» **VORLIEGENDER TEXT**
━━━━━━━━━━
25. Mai 2015 | Panorama | von Johannes Rudolph

Wann das Boot “läuft” – Analyse der Bootsbeschleunigung

Fast jeder Ruderer kennt dieses Gefühl: das Boot gleitet gleichmäßig durch das Wasser und fühlt sich trotz minimalem Kraftaufwand gleichzeitig richtig schnell an. Wir wollen uns in diesem Artikel diesem Phänomen etwas nähern und betrachten dafür die Bewegung des Bootes während des Ruderschlags. Wir werden sehen, wie die Interaktion zwischen Mannschaft und Boot Vortrieb erzeugt und wie wir mit einem für den Laien verständlichen mechanischen Modell erklären können, wie eine effiziente Rudertechnik diese Interaktion gestalten sollte. Der hier vorgestellte Ansatz auf Basis der Bootsbeschleunigung hilft Trainern und Sportlern eine effiziente Rudertechnik zu entwickeln und die physiologischen Kapazitäten der Mannschaft bestmöglich in Bootgeschwindigkeit umzusetzen. Schlussendlich werden wir auch ein Werkzeug betrachten, mit dessen Hilfe eine einfache Analyse der Bootsbeschleunigung im täglichen Training erfolgreich umgesetzt werden kann.

Zyklische Variation der Bootsgeschwindigkeit

Um uns diesem wohl für jeden ambitionierten Ruderer interessanten Thema zu nähren, wollen wir direkt in die Praxis einsteigen. Wie bewegt sich ein Boot eigentlich durch das Wasser?

In Abb. 1 sehen wir, dass die Geschwindigkeit eines Bootes über den Schlag keineswegs konstant ist, sondern erheblich variiert. Das ist natürlich keine Überraschung, kennen wir doch alle das vor- und zurück-stechen der Bugbälle, während die Boote im Wettkampf der Ziellinie entgegeneilen.
━━━━━━━━━━
» **AUSGEWÄHLTE ZEILEN**

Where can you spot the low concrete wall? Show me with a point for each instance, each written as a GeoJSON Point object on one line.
━━━━━━━━━━
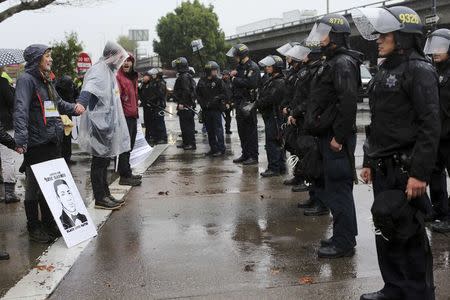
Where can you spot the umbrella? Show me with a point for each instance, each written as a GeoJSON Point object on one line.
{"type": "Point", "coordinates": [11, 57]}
━━━━━━━━━━
» **AUFGABEN**
A. Was zeigt Abb. 1 laut dem Text über die Bootsbeschleunigung zur Geschwindigkeit eines Bootes über den Schlag?
B. Entnimm dem Text über die Bootsbeschleunigung den Abschnitt von „Um uns diesem“ bis einschließlich „der Ziellinie entgegeneilen.“ wörtlich.
C. Zähle alle Angaben auf, die im Text über die Bootsbeschleunigung über der Überschrift stehen.
Stütze dich ausschließlich auf den Text.

» **LÖSUNGEN JE AUFGABE**
A. Die Geschwindigkeit ist über den Schlag keineswegs konstant, sondern variiert erheblich.

B.
Um uns diesem wohl für jeden ambitionierten Ruderer interessanten Thema zu nähren, wollen wir direkt in die Praxis einsteigen. Wie bewegt sich ein Boot eigentlich durch das Wasser?

In Abb. 1 sehen wir, dass die Geschwindigkeit eines Bootes über den Schlag keineswegs konstant ist, sondern erheblich variiert. Das ist natürlich keine Überraschung, kennen wir doch alle das vor- und zurück-stechen der Bugbälle, während die Boote im Wettkampf der Ziellinie entgegeneilen.

C. 25. Mai 2015; Panorama; Johannes Rudolph